Extract:
## begin
The following is a timeline of gravitational physics and general relativity.

Before 1500
 3rd century BC - Aristarchus of Samos proposes heliocentric model, measures the distance to the Moon and its size
190 BC -Seleucus of Seleucia supported heliocentric model of Aristarchus of Samos and was the first to demonstrate it through reasoning.

1500s
 1543 – Nicolaus Copernicus places the Sun at the gravitational center, starting a revolution in science
 1583 – Galileo Galilei induces the period relationship of a pendulum from observations (according to later biographer).
 1586 – Simon Stevin demonstrates that two objects of different mass accelerate at the same rate when dropped.
 1589 – Galileo Galilei describes a hydrostatic balance for measuring specific gravity.
 1590 – Galileo Galilei formulates modified Aristotelean theory  of motion (later retracted) based on density rather than weight of objects.

1600s
 1602 – Galileo Galilei conducts experiments on pendulum motion.
 1604 – Galileo Galilei conducts experiments with inclined planes and induces the law of falling objects.
 1607 – Galileo Galilei derives a mathematical formulation of the law of falling objects based on his earlier experiments.
 1608 – Galileo Galilei discovers the parabolic arc of projectiles through experiment.
 1609 – Johannes Kepler describes the motion of planets around the Sun, now known as Kepler's laws of planetary motion.
 1665 – Isaac Newton introduces an inverse-square universal law of gravitation uniting terrestrial and celestial theories of motion and uses it to predict the orbit of the Moon and the parabolic arc of projectiles.
 1684 – Isaac Newton proves that planets moving under an inverse-square force law will obey Kepler's laws in a letter to Edmond Halley.
 1686 – Isaac Newton uses a fixed length pendulum with weights of varying composition to test the weak equivalence principle to 1 part in 1000.
 1686 – Isaac Newton publishes his Mathematical Principles of Natural Philosophy, where he develops his calculus, states his laws of motion and gravitation, proves the shell theorem, explains the tides, and calculates the figure of the Earth.

1700s
 1705 – Edmond Halley predicts the return of Halley's comet in 1758, the first use of Newton's laws by someone other than Newton himself.
 1755 – Immanuel Kant advances Emanuel Swedenborg's nebular hypothesis on the origin of the Solar System.
 1767 – Leonhard Euler solves Euler's restricted three-body problem.
 1772 – Joseph-Louis Lagrange discovers the Lagrange points.
 1796 – Pierre-Simon de Laplace independently introduces the nebular hypothesis.
 1798 – Henry Cavendish tests Newton's law of universal gravitation using a torsion balance, leading to the first accurate value for the gravitational constant and the mean density of the Earth.

1800s
 1846 – Urbain Le Verrier and John Couch Adams, studying Uranus' orbit, independently prove that another, farther planet must exist. Neptune was found at the predicted moment and position.
 1855 – Le Verrier observes a 35 arcsecond per century excess precession of Mercury's orbit and attributes it to another planet, inside Mercury's orbit. The planet was never found. See Vulcan.
 1876 – William Kingdon Clifford suggests that the motion of matter may be due to changes in the geometry of space
 1882 – Simon Newcomb observes a 43 arcsecond per century excess precession of Mercury's orbit
 1887 – Albert A. Michelson and Edward W. Morley in their famous experiment do not detect the ether drift
 1889 – Loránd Eötvös uses a torsion balance to test the weak equivalence principle to 1 part in one billion.
## end
Dataset rows:
## begin
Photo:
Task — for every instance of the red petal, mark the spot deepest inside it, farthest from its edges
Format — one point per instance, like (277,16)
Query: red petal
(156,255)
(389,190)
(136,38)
## end
## begin
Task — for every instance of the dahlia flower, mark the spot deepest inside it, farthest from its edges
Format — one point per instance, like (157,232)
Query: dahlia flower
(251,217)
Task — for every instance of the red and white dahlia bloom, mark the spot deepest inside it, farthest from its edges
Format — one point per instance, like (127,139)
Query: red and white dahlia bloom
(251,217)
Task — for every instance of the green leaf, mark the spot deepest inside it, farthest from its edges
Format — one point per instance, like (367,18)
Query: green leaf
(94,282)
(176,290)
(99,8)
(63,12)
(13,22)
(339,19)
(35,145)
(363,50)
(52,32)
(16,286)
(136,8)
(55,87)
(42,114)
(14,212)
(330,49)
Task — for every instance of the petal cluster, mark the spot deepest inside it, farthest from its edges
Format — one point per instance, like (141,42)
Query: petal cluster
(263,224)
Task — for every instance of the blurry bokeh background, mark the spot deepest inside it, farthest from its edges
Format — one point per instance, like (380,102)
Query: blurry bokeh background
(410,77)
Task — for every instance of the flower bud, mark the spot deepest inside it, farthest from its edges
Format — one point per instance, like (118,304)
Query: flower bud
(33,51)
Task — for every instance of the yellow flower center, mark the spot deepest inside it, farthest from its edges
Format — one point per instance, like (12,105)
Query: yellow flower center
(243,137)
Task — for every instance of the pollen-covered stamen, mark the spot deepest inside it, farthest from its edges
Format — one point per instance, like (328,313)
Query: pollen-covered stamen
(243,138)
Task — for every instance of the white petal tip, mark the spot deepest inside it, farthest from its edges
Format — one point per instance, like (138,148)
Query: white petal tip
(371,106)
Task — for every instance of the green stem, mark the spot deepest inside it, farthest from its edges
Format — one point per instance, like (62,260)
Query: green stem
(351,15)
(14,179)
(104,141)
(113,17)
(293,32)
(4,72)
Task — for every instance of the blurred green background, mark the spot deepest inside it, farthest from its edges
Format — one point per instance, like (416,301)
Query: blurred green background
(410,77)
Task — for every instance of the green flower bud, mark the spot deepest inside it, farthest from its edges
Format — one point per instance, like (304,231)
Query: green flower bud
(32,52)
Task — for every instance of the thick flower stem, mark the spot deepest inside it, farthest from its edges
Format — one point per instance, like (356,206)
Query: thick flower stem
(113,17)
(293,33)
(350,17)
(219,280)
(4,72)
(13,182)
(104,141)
## end
Problem:
Extend the timeline of gravitational physics beyond its final 1889 entry, adding further dated entries in the same style. The rows have no role in this work.

In response:
 1893 – Ernst Mach states Mach's principle; first constructive attack on the idea of Newtonian absolute space
 1898 – Henri Poincaré states that simultaneity is relative.
 1899 – Hendrik Antoon Lorentz published the Lorentz transformations.

1900s
 1902 – Paul Gerber explains the movement of the perihelion of Mercury using finite speed of gravity. His formula, at least approximately, matches the later model from Einstein's general relativity, but Gerber's theory was incorrect.
 1904 – Henri Poincaré presents the principle of relativity for electromagnetism
 1905 – Albert Einstein completes his special theory of relativity and states the equivalence of mass and energy,  in modern form.
 1907 – Albert Einstein introduces the principle of equivalence of gravitational and inertial mass and uses it to predict gravitational redshift and gravitational lensing.

1910s 
 1915-16 – Albert Einstein completes his general theory of relativity. He explains the perihelion of Mercury and calculates gravitational lensing correctly and introduces the post-Newtonian approximation.
 1915 – David Hilbert introduces Hilbert's action principle, another way of deriving the Einstein field equations of general relativity.
 1915 – Karl Schwarzschild publishes the Schwarzschild metric about a month after Einstein published his general theory of relativity. This was the first solution to the Einstein field equations other than the trivial flat space solution.
 1916 – Albert Einstein predicts gravitational waves.
 1916 – Willem de Sitter predicts the geodetic effect.
 1917 - Albert Einstein applies his field equations to the entire Universe. Physical cosmology is born.
 1916-20 – Arthur Eddington studies the internal constitution of the stars.
 1918 – Albert Einstein derives the quadrupole formula for gravitational radiation.
 1918 – Josef Lense and Hans Thirring find the gravitomagnetic frame-dragging of gyroscopes in the equations of general relativity.
 1919 – Arthur Eddington leads a solar eclipse expedition which detects gravitational deflection of light by the Sun, which, despite opinion to the contrary, survives modern scrutiny. Other teams failed for reasons of war and politics.

1920s 
 1921 – Theodor Kaluza demonstrates that a five-dimensional version of Einstein's equations unifies gravitation and electromagnetism
 1922 – Alexander Friedmann derives the Friedmann equations.
 1923 – George David Birkhoff proves Birkhoff's theorem on the uniqueness of the Schwarzschild solution.
 1924 – Edwin Hubble discovers Hubble's law.
 1927 – Georges Lemaître publishes his hypothesis of the primeval atom.

1930s 
 1931 – Subrahmanyan Chandrasekhar studies the stability of white dwarfs.
 1931 – Georges Lemaître and Arthur Eddington predict the expansion of the Universe.
 1931 – Albert Einstein introduces his cosmological constant.
 1931 – Albert Einstein and Willem de Sitter propose the Einstein-de Sitter cosmological model.
 1935 – Albert Einstein and Nathan Rosen derive the Einstein-Rosen bridge, the first wormhole solution.
 1936 – Albert Einstein predicts that a gravitational lens brightens the light coming from a distant object to the observer.
 1937 – Fritz Zwicky states that galaxies could act as gravitational lenses
 1937 – Albert Einstein and Nathan Rosen obtain the Einstein-Rosen metric, the first exact solution describing gravitational waves.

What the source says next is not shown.